Brief.
Write out all entries word for word.

Provided records.
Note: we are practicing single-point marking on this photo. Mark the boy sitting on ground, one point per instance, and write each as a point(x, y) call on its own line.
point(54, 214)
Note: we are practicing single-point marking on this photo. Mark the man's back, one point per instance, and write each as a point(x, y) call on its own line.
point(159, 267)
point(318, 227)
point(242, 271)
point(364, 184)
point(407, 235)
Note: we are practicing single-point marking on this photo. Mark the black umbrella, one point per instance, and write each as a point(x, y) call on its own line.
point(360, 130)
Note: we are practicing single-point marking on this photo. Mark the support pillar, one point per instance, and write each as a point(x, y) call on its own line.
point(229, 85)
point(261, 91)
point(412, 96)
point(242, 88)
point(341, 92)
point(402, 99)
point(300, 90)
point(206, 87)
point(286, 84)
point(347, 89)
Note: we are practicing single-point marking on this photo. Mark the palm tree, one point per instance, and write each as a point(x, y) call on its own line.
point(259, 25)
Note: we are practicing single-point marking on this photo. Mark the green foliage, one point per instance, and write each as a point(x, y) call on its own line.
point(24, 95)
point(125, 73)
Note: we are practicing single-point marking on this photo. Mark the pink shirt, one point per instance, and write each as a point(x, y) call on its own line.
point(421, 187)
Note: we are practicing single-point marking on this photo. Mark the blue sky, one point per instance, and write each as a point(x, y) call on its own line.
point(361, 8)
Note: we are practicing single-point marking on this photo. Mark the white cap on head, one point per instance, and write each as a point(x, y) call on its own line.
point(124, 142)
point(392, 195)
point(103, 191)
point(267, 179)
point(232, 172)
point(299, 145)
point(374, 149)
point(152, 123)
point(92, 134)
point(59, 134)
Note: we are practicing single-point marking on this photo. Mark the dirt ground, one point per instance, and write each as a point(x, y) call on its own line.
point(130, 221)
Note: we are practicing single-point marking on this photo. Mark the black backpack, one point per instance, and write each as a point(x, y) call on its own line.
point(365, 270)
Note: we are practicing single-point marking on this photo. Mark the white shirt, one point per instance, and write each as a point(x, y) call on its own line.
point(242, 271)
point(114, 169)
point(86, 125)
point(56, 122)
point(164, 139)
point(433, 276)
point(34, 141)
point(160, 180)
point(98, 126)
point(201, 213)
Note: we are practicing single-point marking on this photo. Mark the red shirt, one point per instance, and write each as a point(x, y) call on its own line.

Answer to this task.
Note: we are practicing single-point marking on this photo. Mark the boy sitting on ground, one point per instance, and write each as a point(x, y) call on its own line.
point(54, 214)
Note: we are practicing single-point marking on this photo. Mark the man's back, one point per instance, and write each as a point(x, y) call on its own line.
point(159, 267)
point(318, 227)
point(242, 271)
point(364, 184)
point(407, 235)
Note: we are practicing single-point marking on this photo. Mark the black umbrella, one point per instance, and write each as a point(x, y) call on its own line.
point(360, 130)
Note: we are practicing single-point marking on this photo. Mark the support pillar, one point per instance, and write each as a point(x, y) call on its own line.
point(229, 85)
point(261, 91)
point(412, 96)
point(242, 88)
point(341, 92)
point(402, 99)
point(300, 90)
point(206, 87)
point(286, 84)
point(347, 89)
Note: we are practicing single-point marking on this photo. Mark the palm tree, one point per instance, and write each as a point(x, y) call on its own line.
point(259, 25)
Note: we are practicing single-point marking on this photo. Mark the green foliage, one point per instance, and write each as a point(x, y) call on its own line.
point(24, 95)
point(125, 73)
Note: we are practicing single-point marking on this photo. Mark the pink shirt, one point per instance, and write each as a point(x, y) call on its own line.
point(421, 187)
Note: we are practicing single-point marking on this photo. Mark the blue sky, one point per instance, and write each as a point(x, y) call on its own line.
point(361, 8)
Note: we are practicing single-point marking on this photo. Mark the white cap on head, one point per instance, and write each as a point(x, y) call on its own line.
point(124, 142)
point(392, 195)
point(103, 191)
point(267, 179)
point(232, 172)
point(299, 145)
point(374, 149)
point(152, 123)
point(92, 134)
point(59, 134)
Note: we are practicing single-point marking on this photo. Mark the dirt ground, one point per instance, and write each as a point(x, y) call on its own line.
point(130, 221)
Note: we are practicing single-point marking on this photo. Mark the black backpack, one point per instance, and write each as a point(x, y) call on its own line.
point(365, 270)
Note: we are practicing single-point marking on this photo. Mark the white shirt, one point per instance, and write each as a point(x, y) call on its own line.
point(242, 271)
point(114, 169)
point(86, 125)
point(56, 122)
point(164, 139)
point(433, 276)
point(34, 141)
point(160, 180)
point(98, 126)
point(201, 213)
Note: we are practicing single-point marking on this photo. Mark the red shirt, one point per instance, and write each as a point(x, y) call on its own line.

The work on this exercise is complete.